_Prompt:_ Below are some records. Return exactly their lines from the one containing "[ ] a point sits on every instance of the tree" through the one containing "Given the photograph above.", and drop the pictures.

(Beginning of Data)

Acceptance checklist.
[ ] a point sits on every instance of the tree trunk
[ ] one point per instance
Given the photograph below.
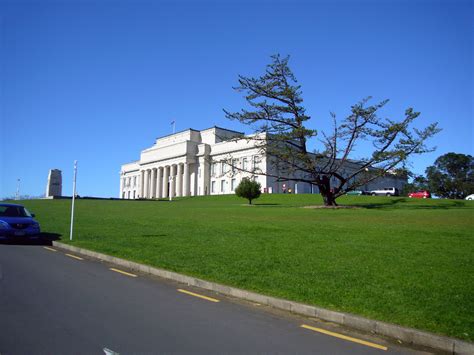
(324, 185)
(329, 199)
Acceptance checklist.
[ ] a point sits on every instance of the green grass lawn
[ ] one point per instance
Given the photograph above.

(End of Data)
(Beginning of Data)

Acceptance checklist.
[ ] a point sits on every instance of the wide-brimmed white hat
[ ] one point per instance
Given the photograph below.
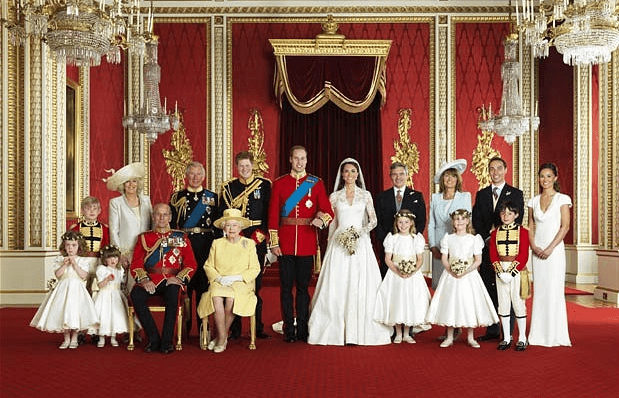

(End of Data)
(Beginning of Data)

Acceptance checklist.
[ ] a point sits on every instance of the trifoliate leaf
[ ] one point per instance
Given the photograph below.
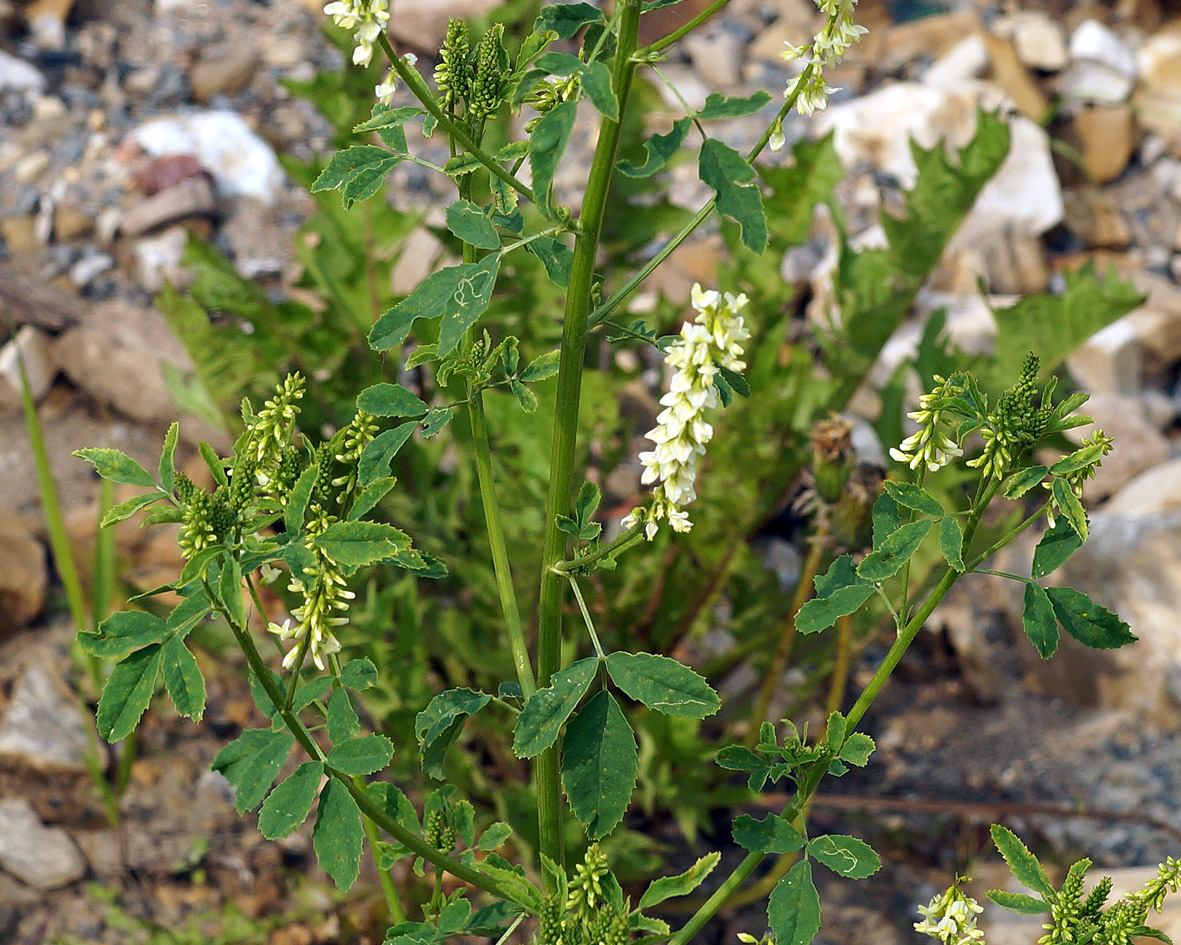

(End of Data)

_Written response:_
[ ] a point sits on every instance of the tree trunk
[ ] one point per instance
Given the photograph below.
(324, 185)
(329, 199)
Acceptance checklist.
[ ] a point sits on every instance of the green grass lawn
[ ] one point per instance
Given the photograph above.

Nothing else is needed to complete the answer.